Excerpts of annotation records
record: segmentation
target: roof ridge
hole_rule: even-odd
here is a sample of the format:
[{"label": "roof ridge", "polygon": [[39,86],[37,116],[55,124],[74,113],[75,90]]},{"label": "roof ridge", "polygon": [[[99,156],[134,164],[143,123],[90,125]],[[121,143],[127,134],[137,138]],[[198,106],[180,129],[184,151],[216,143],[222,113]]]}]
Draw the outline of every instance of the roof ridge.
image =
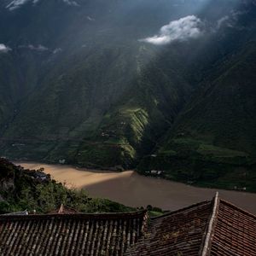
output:
[{"label": "roof ridge", "polygon": [[227,201],[225,200],[220,199],[220,202],[224,203],[224,204],[226,204],[229,207],[231,207],[233,208],[236,208],[236,209],[239,210],[240,212],[243,212],[244,214],[249,215],[249,216],[251,216],[251,217],[253,217],[253,218],[256,219],[256,215],[255,214],[253,214],[252,212],[247,212],[246,210],[243,210],[242,208],[241,208],[239,207],[236,207],[236,205],[234,205],[234,204],[232,204],[232,203],[230,203],[230,202],[229,202],[229,201]]},{"label": "roof ridge", "polygon": [[207,203],[209,203],[209,202],[210,202],[210,201],[201,201],[201,202],[185,207],[181,208],[181,209],[177,209],[177,210],[175,210],[175,211],[172,211],[172,212],[166,212],[166,213],[162,214],[160,216],[151,217],[150,219],[154,220],[154,219],[165,218],[165,217],[167,217],[167,216],[170,216],[170,215],[172,215],[172,214],[175,214],[175,213],[178,213],[178,212],[183,212],[183,211],[189,210],[190,208],[194,208],[195,207],[199,207],[201,205],[204,205],[204,204],[207,204]]},{"label": "roof ridge", "polygon": [[32,215],[0,215],[0,221],[9,218],[12,219],[37,219],[37,218],[134,218],[138,216],[144,216],[148,212],[147,210],[138,212],[102,212],[102,213],[75,213],[75,214],[59,214],[59,213],[47,213],[47,214],[32,214]]},{"label": "roof ridge", "polygon": [[218,207],[219,207],[219,197],[218,197],[218,192],[216,192],[215,196],[212,198],[212,212],[211,215],[211,218],[209,219],[207,228],[206,230],[205,233],[205,240],[203,241],[203,243],[201,245],[201,253],[200,253],[201,256],[207,256],[209,255],[210,252],[210,246],[211,246],[211,237],[213,232],[213,230],[215,228],[215,220],[218,218]]}]

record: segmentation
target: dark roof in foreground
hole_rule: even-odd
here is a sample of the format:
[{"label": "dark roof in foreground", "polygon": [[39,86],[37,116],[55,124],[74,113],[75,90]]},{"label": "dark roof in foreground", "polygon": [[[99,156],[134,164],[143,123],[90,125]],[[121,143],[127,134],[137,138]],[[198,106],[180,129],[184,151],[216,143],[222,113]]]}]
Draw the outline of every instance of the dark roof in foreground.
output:
[{"label": "dark roof in foreground", "polygon": [[148,221],[146,212],[2,215],[0,255],[252,256],[256,217],[218,195]]},{"label": "dark roof in foreground", "polygon": [[123,255],[146,212],[0,217],[0,255]]},{"label": "dark roof in foreground", "polygon": [[125,255],[256,255],[256,216],[218,198],[152,218]]}]

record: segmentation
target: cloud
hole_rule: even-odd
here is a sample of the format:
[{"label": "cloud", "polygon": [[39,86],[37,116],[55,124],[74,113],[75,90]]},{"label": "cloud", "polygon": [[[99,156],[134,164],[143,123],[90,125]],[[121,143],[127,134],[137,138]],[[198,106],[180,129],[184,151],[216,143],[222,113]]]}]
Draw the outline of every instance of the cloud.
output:
[{"label": "cloud", "polygon": [[54,49],[53,54],[55,55],[55,54],[57,54],[59,52],[61,52],[61,51],[62,51],[61,48],[56,48],[56,49]]},{"label": "cloud", "polygon": [[12,11],[31,1],[32,2],[33,4],[36,4],[39,0],[13,0],[6,6],[6,8],[10,11]]},{"label": "cloud", "polygon": [[12,50],[9,47],[6,46],[3,44],[0,44],[0,53],[8,53]]},{"label": "cloud", "polygon": [[63,0],[64,3],[66,3],[68,5],[73,5],[73,6],[79,6],[79,4],[73,0]]},{"label": "cloud", "polygon": [[229,16],[224,16],[217,20],[217,27],[220,28],[224,24],[230,20]]},{"label": "cloud", "polygon": [[38,44],[38,46],[35,46],[33,44],[28,44],[28,45],[19,45],[19,48],[22,49],[30,49],[32,50],[37,50],[37,51],[46,51],[49,50],[49,48],[42,45],[42,44]]},{"label": "cloud", "polygon": [[189,38],[196,38],[202,33],[203,22],[195,15],[171,21],[168,25],[162,26],[158,35],[141,39],[156,45],[163,45],[172,41],[185,41]]}]

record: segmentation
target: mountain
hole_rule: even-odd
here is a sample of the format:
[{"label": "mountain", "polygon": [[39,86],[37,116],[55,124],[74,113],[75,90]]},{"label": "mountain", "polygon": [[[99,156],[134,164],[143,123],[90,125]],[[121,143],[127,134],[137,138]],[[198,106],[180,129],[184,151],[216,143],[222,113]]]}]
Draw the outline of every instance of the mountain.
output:
[{"label": "mountain", "polygon": [[61,204],[80,212],[123,212],[134,210],[107,199],[90,198],[83,189],[68,189],[43,171],[26,170],[0,159],[1,214],[25,209],[45,213],[55,211]]},{"label": "mountain", "polygon": [[1,154],[253,189],[255,9],[2,1]]}]

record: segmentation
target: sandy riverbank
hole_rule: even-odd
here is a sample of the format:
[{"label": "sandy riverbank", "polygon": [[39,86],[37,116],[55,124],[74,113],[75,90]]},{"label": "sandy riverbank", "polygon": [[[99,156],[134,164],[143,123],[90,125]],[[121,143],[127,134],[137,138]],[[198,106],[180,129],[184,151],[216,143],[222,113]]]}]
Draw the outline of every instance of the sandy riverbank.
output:
[{"label": "sandy riverbank", "polygon": [[[148,177],[133,171],[113,172],[77,169],[69,166],[16,163],[25,168],[44,167],[55,180],[68,187],[86,189],[92,196],[104,197],[131,207],[153,205],[176,210],[212,198],[217,189]],[[221,198],[256,214],[256,194],[218,189]]]}]

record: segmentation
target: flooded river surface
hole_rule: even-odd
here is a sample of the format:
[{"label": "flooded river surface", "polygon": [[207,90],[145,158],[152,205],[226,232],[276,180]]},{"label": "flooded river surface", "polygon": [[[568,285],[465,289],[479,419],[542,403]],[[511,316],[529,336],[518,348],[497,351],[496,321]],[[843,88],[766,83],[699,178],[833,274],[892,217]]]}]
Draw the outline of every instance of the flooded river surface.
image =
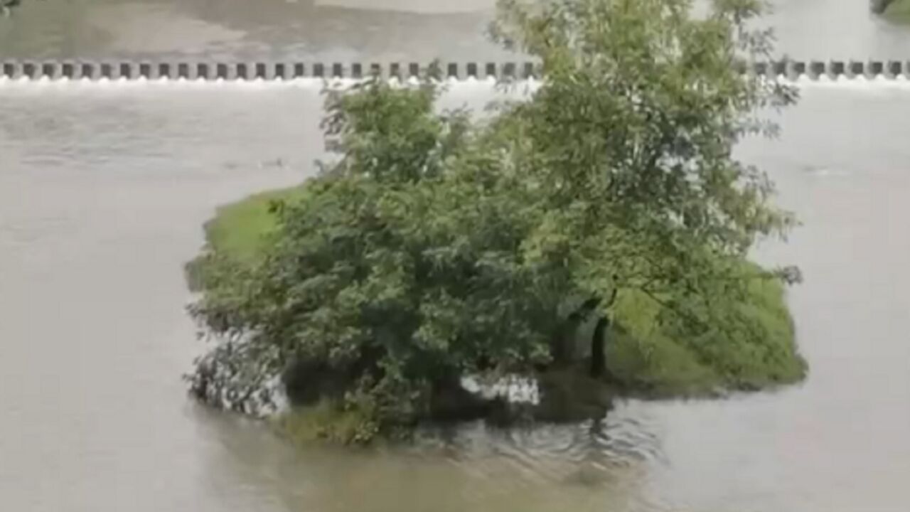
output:
[{"label": "flooded river surface", "polygon": [[[699,0],[705,4],[707,0]],[[771,0],[783,53],[910,58],[910,29],[867,0]],[[0,57],[501,60],[485,30],[495,0],[26,0],[0,23]],[[0,20],[2,21],[2,20]]]},{"label": "flooded river surface", "polygon": [[907,510],[910,87],[803,94],[741,150],[804,223],[760,253],[806,276],[804,385],[298,451],[187,398],[181,266],[217,205],[312,172],[318,87],[0,84],[0,509]]}]

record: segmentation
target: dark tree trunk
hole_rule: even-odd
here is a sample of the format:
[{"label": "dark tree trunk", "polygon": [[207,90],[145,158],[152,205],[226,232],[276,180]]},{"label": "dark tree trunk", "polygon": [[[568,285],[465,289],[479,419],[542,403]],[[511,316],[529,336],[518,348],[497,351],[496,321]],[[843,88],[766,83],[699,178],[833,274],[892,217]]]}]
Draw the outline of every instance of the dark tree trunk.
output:
[{"label": "dark tree trunk", "polygon": [[594,327],[594,334],[591,338],[591,376],[602,377],[607,370],[607,359],[604,353],[605,336],[610,321],[601,317]]}]

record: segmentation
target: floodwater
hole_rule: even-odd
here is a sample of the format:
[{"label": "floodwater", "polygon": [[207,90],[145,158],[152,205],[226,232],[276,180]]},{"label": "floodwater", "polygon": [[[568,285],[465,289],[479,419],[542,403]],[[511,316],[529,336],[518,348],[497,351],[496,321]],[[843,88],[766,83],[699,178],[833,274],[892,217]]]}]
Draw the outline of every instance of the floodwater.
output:
[{"label": "floodwater", "polygon": [[[794,57],[910,50],[865,2],[776,4]],[[482,36],[492,0],[455,5],[31,0],[0,19],[0,57],[503,57]],[[446,101],[490,97],[468,83]],[[808,86],[782,138],[741,148],[804,224],[759,254],[805,274],[790,295],[804,385],[373,451],[292,449],[180,381],[202,349],[182,276],[202,222],[309,175],[319,112],[312,83],[0,82],[0,509],[910,509],[910,86]]]},{"label": "floodwater", "polygon": [[[187,399],[181,265],[217,205],[312,172],[318,87],[0,84],[0,508],[907,510],[910,87],[804,97],[742,154],[804,222],[761,251],[806,275],[804,385],[297,451]],[[465,83],[446,102],[490,97]]]},{"label": "floodwater", "polygon": [[[707,0],[699,0],[703,3]],[[771,0],[780,50],[804,60],[905,60],[910,28],[867,0]],[[484,62],[495,0],[26,0],[0,57]]]}]

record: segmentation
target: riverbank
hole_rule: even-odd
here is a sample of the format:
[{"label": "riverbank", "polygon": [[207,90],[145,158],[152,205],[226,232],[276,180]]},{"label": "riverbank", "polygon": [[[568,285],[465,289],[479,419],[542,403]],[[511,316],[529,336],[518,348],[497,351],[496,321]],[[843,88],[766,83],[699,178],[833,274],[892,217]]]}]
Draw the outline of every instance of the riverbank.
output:
[{"label": "riverbank", "polygon": [[[269,190],[219,208],[206,223],[206,248],[187,264],[187,282],[206,289],[208,262],[228,258],[256,265],[268,251],[270,236],[279,229],[274,210],[292,204],[306,194],[304,186]],[[602,414],[618,396],[680,398],[720,396],[730,392],[754,391],[801,381],[806,364],[799,355],[793,321],[784,287],[777,281],[756,280],[742,303],[728,304],[745,312],[755,330],[743,340],[721,339],[708,333],[693,337],[672,322],[662,321],[661,306],[643,294],[620,293],[613,325],[606,333],[606,376],[585,375],[585,365],[567,371],[544,370],[535,376],[541,400],[531,415],[547,421],[574,421]],[[583,346],[592,325],[581,326],[574,344]],[[756,343],[756,340],[759,343]],[[483,406],[464,396],[448,400],[448,419],[474,419],[507,415],[495,405]],[[463,410],[459,410],[459,408]],[[600,413],[599,413],[600,412]],[[297,408],[277,421],[278,427],[298,440],[329,438],[356,441],[372,435],[362,412],[339,410],[326,401]]]}]

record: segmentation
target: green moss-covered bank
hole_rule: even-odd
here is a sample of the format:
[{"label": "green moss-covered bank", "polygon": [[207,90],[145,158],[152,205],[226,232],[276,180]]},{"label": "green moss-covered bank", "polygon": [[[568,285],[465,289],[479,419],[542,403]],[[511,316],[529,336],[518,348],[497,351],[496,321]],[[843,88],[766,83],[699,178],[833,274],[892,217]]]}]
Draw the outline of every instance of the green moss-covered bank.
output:
[{"label": "green moss-covered bank", "polygon": [[882,13],[885,19],[900,24],[910,24],[910,0],[893,0]]},{"label": "green moss-covered bank", "polygon": [[[270,235],[277,229],[274,209],[281,201],[293,203],[306,193],[294,187],[256,194],[226,205],[206,224],[207,246],[202,255],[187,265],[187,277],[196,289],[205,289],[207,262],[228,258],[256,265],[267,251]],[[648,296],[633,292],[620,293],[614,321],[606,333],[606,368],[602,380],[585,374],[583,364],[576,367],[544,370],[539,374],[543,396],[540,417],[548,420],[577,419],[606,407],[617,394],[667,398],[717,395],[733,391],[766,389],[802,380],[806,364],[797,351],[794,324],[785,303],[785,292],[778,281],[756,280],[750,295],[736,304],[746,313],[750,329],[760,335],[743,340],[719,335],[688,335],[677,323],[662,318],[661,306]],[[723,312],[721,312],[723,313]],[[577,333],[581,344],[591,333]],[[476,417],[495,413],[490,407],[456,397],[442,417]],[[471,411],[452,411],[455,407]],[[330,401],[299,408],[277,420],[281,430],[298,440],[329,438],[339,441],[368,439],[375,425],[363,411],[343,410]]]}]

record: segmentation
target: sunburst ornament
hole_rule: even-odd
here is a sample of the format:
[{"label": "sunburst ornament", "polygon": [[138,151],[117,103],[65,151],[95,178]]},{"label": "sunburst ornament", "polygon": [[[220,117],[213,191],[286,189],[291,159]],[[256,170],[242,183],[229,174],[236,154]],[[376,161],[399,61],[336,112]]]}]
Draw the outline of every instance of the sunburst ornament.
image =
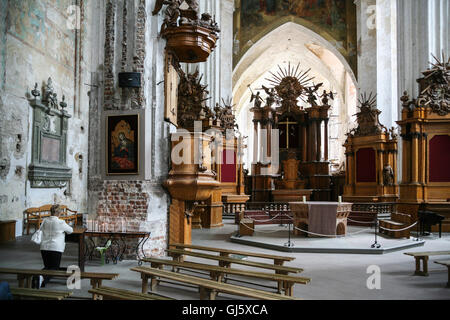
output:
[{"label": "sunburst ornament", "polygon": [[294,102],[297,99],[307,100],[308,84],[314,77],[309,75],[311,68],[306,71],[300,70],[300,63],[297,67],[292,66],[289,62],[284,70],[278,65],[278,71],[275,73],[269,71],[272,78],[266,78],[273,86],[278,96],[283,101]]}]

# Prompt
Show every line of the records above that contains the string "floodwater".

# Full answer
target: floodwater
[{"label": "floodwater", "polygon": [[207,90],[145,158],[152,205],[226,232],[276,180]]},{"label": "floodwater", "polygon": [[[568,285],[465,289],[479,419],[542,403]],[[511,316],[529,336],[518,348],[497,351],[496,321]],[[843,88],[766,83],[699,178],[833,274],[892,217]]]}]
Draw the outline of every instance of the floodwater.
[{"label": "floodwater", "polygon": [[[794,57],[910,50],[865,2],[776,4]],[[482,36],[492,0],[455,5],[31,0],[0,19],[0,57],[503,57]],[[446,101],[490,97],[468,83]],[[808,86],[782,138],[741,148],[804,224],[759,254],[805,274],[790,295],[804,385],[373,451],[292,449],[180,381],[202,349],[182,276],[202,222],[309,175],[319,112],[312,83],[0,82],[0,509],[910,509],[910,86]]]},{"label": "floodwater", "polygon": [[[187,399],[181,265],[217,205],[312,172],[318,87],[0,84],[0,508],[907,510],[910,87],[804,97],[742,154],[804,222],[761,251],[806,275],[804,385],[297,451]],[[465,83],[446,102],[490,97]]]},{"label": "floodwater", "polygon": [[[707,0],[699,0],[703,3]],[[771,0],[780,50],[804,60],[905,60],[910,28],[867,0]],[[484,62],[495,0],[26,0],[0,57]]]}]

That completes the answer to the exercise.